┌────────
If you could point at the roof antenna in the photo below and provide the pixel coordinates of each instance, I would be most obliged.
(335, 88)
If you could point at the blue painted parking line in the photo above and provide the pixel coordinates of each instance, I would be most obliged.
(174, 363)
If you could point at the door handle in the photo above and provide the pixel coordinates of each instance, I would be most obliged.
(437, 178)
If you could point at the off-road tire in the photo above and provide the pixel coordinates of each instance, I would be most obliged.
└────────
**Work order**
Whatever appears in the data above should be set down again exactly.

**Answer section**
If you could point at the roof antenna in the photo below and provide the pixel coordinates of each instance, I would be most obliged.
(335, 88)
If you could point at the blue painted parking line in the photo above and provide the pixel coordinates of each instance, I would be most obliged.
(174, 363)
If you could point at the door handle in the photo above and provide the pixel coordinates of each instance, I would be most obliged.
(437, 178)
If you could point at the off-road tire in the photo above and provide the pixel coordinates of each instance, I would be most obliged.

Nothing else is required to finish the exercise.